• Stated goal:
Reproduce every line of the material, starting at its first line and stopping after the line that contains "[[999, 446]]", adding 119 to each point coordinate in the answers. Leave the pictures out.

• Supplied information:
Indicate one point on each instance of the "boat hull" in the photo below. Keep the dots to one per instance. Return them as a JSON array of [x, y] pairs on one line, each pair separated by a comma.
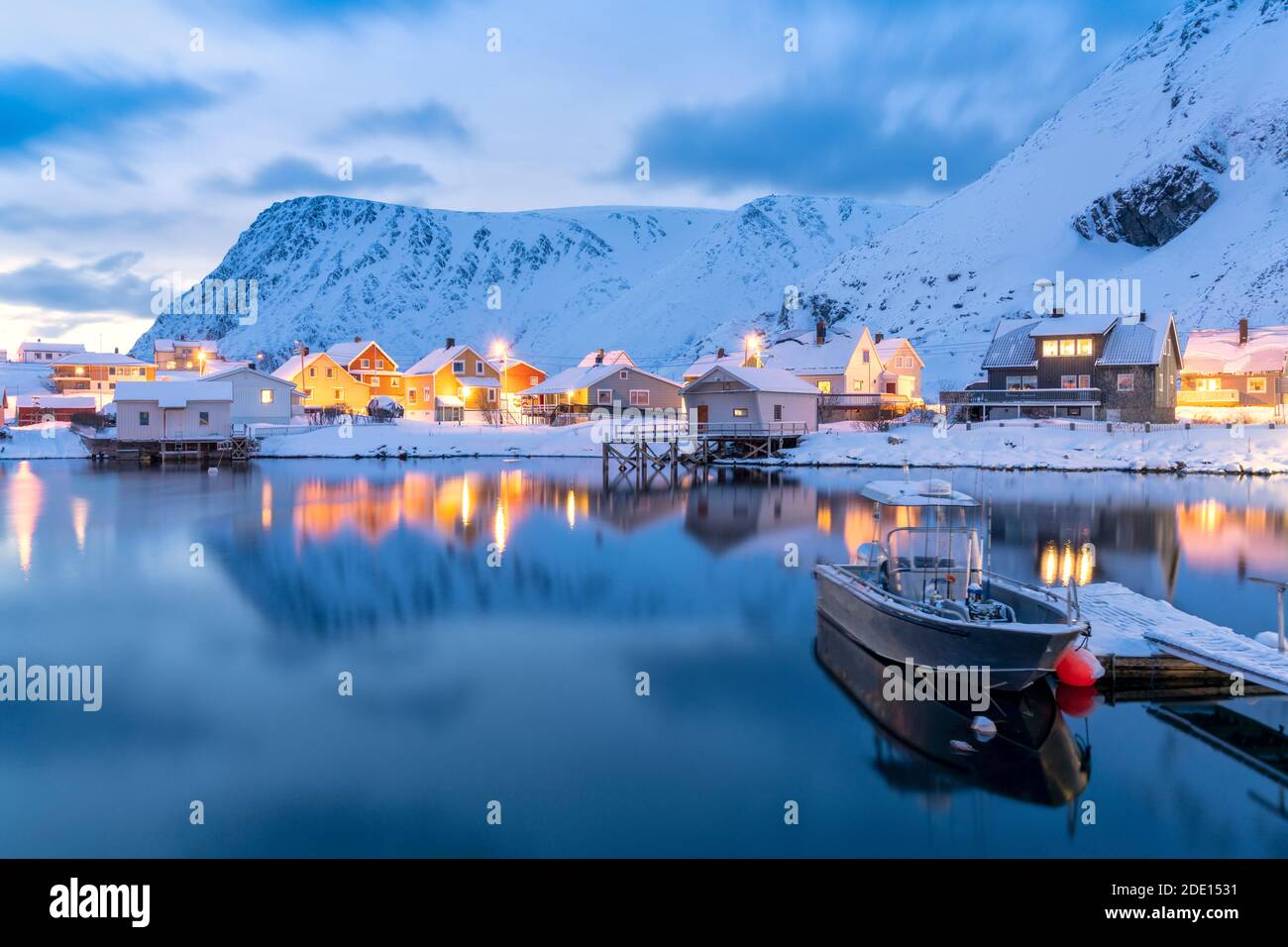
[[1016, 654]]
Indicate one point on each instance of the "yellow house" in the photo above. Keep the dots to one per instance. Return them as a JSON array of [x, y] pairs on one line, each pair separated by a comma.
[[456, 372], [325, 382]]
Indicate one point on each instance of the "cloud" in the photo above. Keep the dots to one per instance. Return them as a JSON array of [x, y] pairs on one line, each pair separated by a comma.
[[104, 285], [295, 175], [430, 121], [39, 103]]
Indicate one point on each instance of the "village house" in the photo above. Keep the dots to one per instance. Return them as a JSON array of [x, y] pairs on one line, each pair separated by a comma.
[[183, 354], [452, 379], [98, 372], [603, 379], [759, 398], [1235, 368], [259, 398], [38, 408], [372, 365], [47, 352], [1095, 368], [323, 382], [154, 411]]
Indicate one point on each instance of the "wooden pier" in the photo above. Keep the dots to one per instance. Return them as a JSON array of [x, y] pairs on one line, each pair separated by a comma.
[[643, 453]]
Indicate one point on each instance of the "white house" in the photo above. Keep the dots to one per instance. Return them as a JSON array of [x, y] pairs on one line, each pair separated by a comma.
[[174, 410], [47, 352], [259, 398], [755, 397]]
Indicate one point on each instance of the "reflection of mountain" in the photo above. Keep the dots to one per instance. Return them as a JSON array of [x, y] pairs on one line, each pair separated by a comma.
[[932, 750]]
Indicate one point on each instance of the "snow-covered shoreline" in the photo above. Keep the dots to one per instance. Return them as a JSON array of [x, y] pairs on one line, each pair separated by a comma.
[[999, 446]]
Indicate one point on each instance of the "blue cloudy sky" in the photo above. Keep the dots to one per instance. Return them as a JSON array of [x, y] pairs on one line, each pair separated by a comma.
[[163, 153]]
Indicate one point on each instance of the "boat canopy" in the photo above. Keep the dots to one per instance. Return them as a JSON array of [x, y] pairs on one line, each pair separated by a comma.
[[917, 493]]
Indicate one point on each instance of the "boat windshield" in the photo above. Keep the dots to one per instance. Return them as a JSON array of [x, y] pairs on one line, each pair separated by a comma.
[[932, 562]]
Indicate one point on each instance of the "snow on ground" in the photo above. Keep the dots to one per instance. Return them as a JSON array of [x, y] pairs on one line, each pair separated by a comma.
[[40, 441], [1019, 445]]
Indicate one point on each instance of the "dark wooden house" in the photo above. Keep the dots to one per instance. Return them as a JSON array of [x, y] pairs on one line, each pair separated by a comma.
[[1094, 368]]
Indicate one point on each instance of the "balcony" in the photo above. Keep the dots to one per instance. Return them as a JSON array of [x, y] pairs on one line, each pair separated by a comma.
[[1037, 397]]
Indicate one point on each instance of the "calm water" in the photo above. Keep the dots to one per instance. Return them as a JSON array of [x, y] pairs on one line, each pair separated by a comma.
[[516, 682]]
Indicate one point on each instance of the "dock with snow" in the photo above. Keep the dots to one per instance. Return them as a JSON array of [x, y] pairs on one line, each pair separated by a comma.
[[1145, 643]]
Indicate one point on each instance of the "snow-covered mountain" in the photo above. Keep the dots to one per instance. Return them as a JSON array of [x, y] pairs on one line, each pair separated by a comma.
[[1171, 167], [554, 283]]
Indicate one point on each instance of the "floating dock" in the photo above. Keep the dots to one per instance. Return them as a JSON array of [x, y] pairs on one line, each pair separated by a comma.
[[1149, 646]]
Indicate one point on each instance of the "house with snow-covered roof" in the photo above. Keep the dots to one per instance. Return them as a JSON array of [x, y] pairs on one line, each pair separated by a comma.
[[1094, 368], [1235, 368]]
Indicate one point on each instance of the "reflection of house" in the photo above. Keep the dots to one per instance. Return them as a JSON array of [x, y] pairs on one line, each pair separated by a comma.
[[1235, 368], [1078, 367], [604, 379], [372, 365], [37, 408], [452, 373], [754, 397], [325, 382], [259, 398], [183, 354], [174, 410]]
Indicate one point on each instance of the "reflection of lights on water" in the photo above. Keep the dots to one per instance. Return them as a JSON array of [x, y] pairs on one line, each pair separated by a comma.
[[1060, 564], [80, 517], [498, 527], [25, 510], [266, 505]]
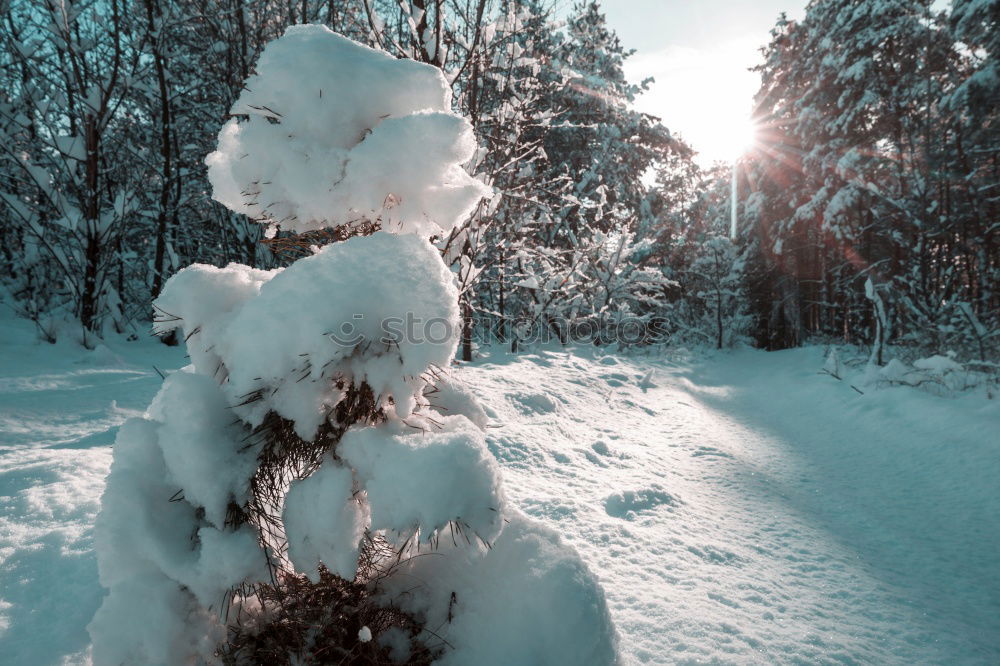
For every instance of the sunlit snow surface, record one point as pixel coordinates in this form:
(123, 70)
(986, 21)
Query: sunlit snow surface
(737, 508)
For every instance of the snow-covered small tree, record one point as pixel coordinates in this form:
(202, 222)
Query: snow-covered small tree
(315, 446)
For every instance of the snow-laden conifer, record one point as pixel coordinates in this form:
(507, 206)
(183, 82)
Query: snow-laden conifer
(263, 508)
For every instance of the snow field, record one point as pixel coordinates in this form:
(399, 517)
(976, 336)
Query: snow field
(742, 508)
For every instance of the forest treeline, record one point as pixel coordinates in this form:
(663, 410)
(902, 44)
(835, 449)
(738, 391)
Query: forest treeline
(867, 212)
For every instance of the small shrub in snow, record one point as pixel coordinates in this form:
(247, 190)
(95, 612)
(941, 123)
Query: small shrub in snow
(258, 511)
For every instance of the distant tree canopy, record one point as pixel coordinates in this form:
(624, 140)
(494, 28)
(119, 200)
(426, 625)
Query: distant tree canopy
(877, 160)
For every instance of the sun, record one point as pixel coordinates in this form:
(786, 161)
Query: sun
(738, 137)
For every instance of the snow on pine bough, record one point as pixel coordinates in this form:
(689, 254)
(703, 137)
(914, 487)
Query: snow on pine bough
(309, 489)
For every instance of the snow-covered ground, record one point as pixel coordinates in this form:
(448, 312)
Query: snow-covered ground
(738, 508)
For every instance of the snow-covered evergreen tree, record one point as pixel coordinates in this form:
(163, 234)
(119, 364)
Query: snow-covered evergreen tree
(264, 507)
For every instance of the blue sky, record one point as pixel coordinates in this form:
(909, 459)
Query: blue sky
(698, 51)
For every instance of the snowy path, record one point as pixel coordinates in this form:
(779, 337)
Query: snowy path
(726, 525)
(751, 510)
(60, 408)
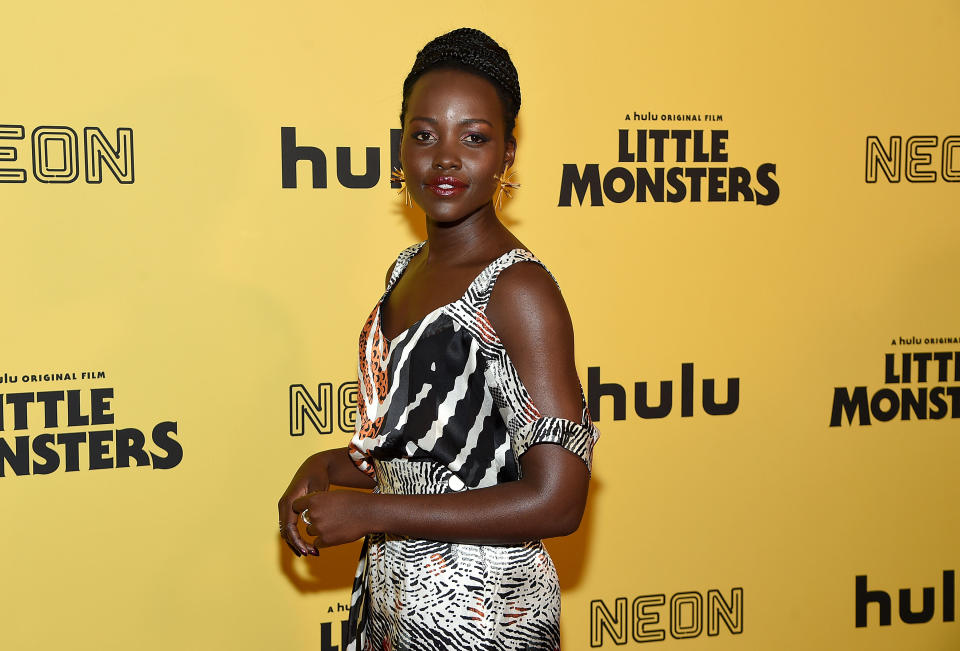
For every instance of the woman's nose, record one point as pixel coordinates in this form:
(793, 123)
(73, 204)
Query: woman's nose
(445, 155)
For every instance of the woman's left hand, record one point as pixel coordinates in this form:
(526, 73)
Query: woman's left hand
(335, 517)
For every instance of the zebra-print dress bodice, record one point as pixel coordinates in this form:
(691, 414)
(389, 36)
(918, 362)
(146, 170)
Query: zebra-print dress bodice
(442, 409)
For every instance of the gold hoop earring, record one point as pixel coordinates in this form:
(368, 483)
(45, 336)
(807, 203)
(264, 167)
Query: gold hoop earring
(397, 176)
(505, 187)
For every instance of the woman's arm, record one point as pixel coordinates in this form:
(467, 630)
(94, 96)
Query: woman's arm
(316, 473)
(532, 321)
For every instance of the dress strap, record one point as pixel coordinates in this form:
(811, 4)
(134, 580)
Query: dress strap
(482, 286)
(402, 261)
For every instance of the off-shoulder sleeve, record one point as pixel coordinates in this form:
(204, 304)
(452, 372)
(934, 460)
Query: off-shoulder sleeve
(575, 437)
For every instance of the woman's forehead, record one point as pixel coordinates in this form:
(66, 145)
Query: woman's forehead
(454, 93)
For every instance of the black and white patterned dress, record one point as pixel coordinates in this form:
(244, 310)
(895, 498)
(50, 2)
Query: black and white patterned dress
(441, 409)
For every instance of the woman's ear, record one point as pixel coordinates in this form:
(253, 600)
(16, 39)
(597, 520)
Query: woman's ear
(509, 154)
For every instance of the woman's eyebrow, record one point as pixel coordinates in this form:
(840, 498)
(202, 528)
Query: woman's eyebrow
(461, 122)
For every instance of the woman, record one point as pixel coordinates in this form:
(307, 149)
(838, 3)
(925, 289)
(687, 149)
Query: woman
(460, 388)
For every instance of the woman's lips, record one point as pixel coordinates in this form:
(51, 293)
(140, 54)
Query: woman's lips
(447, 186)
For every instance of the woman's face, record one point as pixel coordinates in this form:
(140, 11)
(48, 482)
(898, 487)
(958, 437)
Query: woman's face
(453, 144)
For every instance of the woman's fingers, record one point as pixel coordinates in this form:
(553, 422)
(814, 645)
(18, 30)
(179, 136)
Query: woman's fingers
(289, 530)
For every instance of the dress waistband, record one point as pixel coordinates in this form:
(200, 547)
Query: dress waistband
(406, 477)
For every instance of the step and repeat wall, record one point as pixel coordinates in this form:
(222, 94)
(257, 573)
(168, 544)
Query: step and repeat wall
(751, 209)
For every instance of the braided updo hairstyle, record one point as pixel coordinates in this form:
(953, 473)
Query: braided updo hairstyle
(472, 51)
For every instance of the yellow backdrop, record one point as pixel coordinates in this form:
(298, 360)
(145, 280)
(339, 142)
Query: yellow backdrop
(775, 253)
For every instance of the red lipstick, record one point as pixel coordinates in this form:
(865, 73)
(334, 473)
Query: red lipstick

• Task solution:
Indicate one point on each instance of the "boat hull" in the photo below. Keep the dots to one per instance. Return them as a JSON array of [x, y] pairs on one line, each pair separated by a comma.
[[1135, 773]]
Indicate one point on each instance of the "yellow house" in the photo above. Keep the dots to one per instance. Return them as a JSON array of [x, y] pairs on one line, each pair separated by a comma.
[[575, 491], [444, 501]]
Indicate one point on each instance of the "cloud" in the photo above. Keep the dots to one per instance. Return them as a JSON array of [x, y] pairs on one line, each pair separated by a comma.
[[223, 404], [414, 294], [549, 240], [158, 222]]
Indicate one point on each instance of the "village house" in the photo above. Keep the dots to one per instance. Return them as a JSON array of [x, y] pairs on one line, each pair separated by a comma.
[[302, 473], [571, 498], [217, 491], [722, 498], [878, 517], [1354, 487], [378, 517], [157, 527], [491, 484], [166, 471], [1214, 487], [442, 501], [273, 530]]
Indicate one point on each instance of the "wooden pier" in the photo above. Keep the dots to one per instance. Return them as a JSON array of [x, y] pairs on one line, each pair separated by a comma.
[[762, 572]]
Indicate one point on each instance of the "white house" in the photo above. Keep the dots to one per instance. Return them as a JSON array of [x, y] pairs on one line, each pair separated by a comma.
[[293, 529], [166, 471], [378, 517], [874, 516]]
Indicate one point on each instance of the "reflection of mountain" in the photo above. Keep the dots to one per instance. Return them as a JSON array of [x, y] pairs on one line, each pair separated by a comma.
[[1051, 869]]
Indicate one point on each instance of the "snow-covered shoreline" in the photo above. Keep the dots to one per instance. Return them as a JSON array of [x, y] pairs on one line, each pair separated by a comma.
[[1118, 565]]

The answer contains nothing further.